*PROVIDED RECORDS:*
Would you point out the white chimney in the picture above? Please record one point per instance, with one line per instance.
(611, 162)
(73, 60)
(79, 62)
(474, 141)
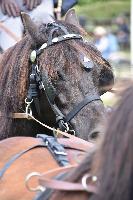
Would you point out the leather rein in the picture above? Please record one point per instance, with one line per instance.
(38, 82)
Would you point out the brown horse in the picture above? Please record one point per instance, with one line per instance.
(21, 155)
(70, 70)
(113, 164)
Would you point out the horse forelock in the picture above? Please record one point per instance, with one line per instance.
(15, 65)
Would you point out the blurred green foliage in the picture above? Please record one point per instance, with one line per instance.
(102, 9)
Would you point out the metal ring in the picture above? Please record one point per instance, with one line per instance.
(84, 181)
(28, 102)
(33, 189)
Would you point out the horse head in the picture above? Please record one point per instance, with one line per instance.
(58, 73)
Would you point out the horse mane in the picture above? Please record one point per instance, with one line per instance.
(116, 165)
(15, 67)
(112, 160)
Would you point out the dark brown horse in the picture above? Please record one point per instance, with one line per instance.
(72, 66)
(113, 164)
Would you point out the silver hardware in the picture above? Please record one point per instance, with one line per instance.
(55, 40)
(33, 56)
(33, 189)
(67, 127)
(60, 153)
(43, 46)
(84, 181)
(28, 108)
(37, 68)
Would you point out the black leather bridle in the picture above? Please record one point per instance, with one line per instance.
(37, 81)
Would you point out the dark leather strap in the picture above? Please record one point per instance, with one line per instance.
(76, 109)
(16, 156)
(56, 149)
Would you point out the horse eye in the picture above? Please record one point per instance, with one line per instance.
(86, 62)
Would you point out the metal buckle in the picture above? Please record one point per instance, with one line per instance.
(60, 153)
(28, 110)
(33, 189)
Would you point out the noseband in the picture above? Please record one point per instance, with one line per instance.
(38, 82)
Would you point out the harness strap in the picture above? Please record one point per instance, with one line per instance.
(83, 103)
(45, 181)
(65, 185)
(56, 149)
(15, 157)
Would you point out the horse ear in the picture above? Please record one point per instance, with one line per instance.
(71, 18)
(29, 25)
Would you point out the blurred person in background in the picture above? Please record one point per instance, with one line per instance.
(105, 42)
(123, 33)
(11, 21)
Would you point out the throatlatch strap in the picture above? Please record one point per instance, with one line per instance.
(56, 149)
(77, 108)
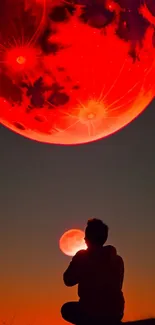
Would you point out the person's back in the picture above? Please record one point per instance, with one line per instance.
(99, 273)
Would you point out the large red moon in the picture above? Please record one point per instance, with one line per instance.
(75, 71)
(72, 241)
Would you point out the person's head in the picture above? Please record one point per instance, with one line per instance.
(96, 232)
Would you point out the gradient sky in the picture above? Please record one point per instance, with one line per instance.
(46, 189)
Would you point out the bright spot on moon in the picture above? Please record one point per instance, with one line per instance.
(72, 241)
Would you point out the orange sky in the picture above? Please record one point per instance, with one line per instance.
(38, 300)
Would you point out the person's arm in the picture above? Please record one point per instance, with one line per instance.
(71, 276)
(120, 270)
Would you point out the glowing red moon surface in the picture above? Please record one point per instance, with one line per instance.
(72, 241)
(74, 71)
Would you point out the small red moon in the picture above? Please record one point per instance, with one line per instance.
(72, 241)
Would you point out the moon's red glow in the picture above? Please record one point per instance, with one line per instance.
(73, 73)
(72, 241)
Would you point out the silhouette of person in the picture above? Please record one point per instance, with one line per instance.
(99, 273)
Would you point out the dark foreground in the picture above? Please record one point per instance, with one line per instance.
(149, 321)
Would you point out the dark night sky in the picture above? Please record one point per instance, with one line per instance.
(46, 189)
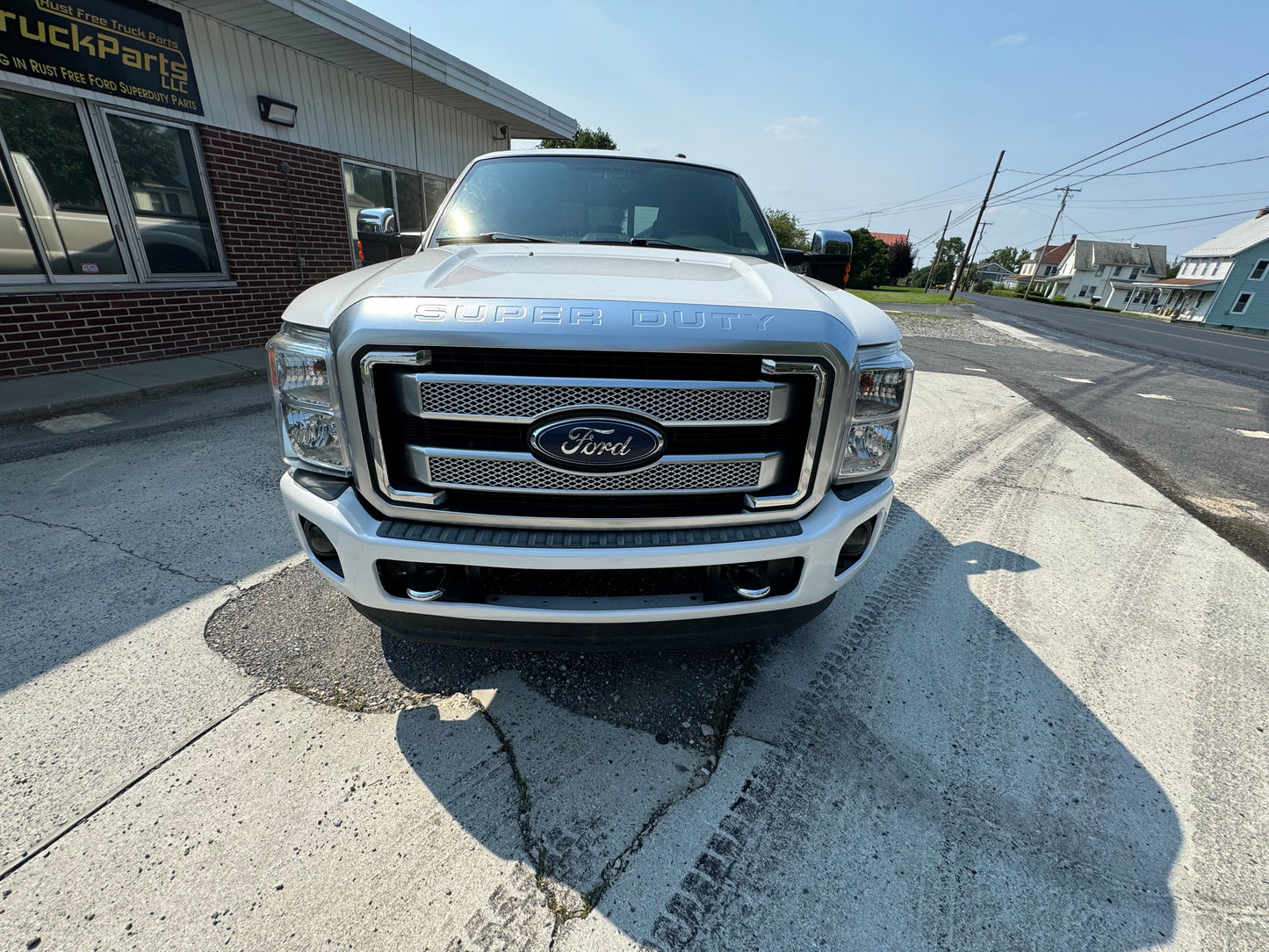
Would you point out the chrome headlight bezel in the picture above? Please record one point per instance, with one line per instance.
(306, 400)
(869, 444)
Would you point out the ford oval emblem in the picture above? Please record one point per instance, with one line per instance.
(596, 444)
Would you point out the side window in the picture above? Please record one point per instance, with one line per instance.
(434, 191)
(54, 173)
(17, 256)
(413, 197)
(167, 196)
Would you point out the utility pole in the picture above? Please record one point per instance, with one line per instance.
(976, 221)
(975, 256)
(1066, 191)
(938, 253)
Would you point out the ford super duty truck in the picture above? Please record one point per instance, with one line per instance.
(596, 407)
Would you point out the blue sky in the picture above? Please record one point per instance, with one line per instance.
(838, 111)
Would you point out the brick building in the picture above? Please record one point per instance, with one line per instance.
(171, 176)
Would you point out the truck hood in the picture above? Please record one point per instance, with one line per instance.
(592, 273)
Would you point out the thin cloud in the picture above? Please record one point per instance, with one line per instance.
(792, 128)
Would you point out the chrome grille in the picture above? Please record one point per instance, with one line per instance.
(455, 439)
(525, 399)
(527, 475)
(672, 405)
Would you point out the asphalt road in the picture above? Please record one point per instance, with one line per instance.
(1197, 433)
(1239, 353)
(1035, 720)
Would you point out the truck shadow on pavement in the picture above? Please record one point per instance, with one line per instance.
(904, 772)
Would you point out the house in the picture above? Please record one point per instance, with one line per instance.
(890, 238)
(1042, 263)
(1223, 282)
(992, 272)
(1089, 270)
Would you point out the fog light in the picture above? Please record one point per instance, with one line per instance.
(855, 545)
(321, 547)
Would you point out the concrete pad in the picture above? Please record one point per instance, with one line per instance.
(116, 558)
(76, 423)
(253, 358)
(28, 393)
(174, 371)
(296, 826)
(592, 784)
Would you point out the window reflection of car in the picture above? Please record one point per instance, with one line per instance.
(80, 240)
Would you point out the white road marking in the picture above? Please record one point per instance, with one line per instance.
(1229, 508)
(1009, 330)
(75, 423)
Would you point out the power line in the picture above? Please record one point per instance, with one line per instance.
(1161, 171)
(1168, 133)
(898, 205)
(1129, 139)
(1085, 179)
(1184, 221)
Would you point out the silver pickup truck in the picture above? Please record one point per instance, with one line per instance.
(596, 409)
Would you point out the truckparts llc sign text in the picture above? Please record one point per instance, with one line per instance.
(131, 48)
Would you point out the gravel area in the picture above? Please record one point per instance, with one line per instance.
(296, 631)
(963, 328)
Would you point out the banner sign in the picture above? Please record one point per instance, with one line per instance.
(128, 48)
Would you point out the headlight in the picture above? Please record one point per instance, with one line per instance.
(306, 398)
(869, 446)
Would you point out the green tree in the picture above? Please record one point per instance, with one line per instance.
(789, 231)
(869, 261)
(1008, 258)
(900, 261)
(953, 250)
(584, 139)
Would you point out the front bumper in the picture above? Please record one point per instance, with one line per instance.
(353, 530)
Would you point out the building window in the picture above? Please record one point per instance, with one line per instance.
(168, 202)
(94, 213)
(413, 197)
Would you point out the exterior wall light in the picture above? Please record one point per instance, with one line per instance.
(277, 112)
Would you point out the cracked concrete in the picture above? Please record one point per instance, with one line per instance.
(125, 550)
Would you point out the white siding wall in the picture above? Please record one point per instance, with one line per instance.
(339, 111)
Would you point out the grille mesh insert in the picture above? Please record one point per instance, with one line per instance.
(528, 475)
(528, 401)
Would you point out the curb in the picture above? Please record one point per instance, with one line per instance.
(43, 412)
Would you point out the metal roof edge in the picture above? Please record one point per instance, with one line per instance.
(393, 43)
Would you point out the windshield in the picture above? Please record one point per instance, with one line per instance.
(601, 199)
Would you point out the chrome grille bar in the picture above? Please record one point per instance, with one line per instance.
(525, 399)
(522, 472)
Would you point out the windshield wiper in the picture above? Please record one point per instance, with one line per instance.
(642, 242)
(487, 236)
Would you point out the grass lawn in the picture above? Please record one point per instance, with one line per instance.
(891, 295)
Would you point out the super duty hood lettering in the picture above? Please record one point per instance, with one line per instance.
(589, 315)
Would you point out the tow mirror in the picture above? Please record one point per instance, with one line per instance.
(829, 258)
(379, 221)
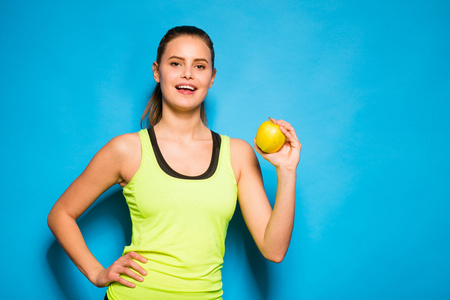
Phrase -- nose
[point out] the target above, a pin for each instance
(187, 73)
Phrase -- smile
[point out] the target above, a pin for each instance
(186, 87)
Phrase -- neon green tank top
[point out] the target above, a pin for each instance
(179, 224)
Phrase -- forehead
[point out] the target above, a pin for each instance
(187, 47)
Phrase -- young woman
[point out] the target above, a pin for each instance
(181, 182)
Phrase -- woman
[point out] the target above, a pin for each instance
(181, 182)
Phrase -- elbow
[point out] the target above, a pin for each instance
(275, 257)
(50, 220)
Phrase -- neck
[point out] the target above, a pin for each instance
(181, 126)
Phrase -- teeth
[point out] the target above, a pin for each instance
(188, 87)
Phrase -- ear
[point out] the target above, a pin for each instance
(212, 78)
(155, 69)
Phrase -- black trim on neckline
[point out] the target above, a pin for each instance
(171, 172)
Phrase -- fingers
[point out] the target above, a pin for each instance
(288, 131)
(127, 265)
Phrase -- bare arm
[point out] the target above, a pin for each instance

*DIRECTIONS FOR THIS TASK:*
In the records, start at the line containing "Would you point out the chrome grille in" and stop after the line containing "(1089, 270)". Write these lines out again, substituting "gravel road" for "asphalt road" and leaving everything else unchanged.

*ANSWER TO THIS EXERCISE:*
Would you point out the chrome grille in the picture above? Please record one point per instance, with one line per instance.
(455, 439)
(525, 399)
(527, 475)
(672, 405)
Would you point out the gravel road in the picture above? Please record one point per instance, with one line per instance.
(1197, 433)
(1239, 353)
(1035, 720)
Would you point out the truck shadow on pavement in the picture above? Please record one point per instance, with one line per instance.
(904, 772)
Would you point out the house in the picture above? Please record one point per instance, with one line per instance.
(890, 238)
(1042, 263)
(1223, 282)
(992, 272)
(1089, 270)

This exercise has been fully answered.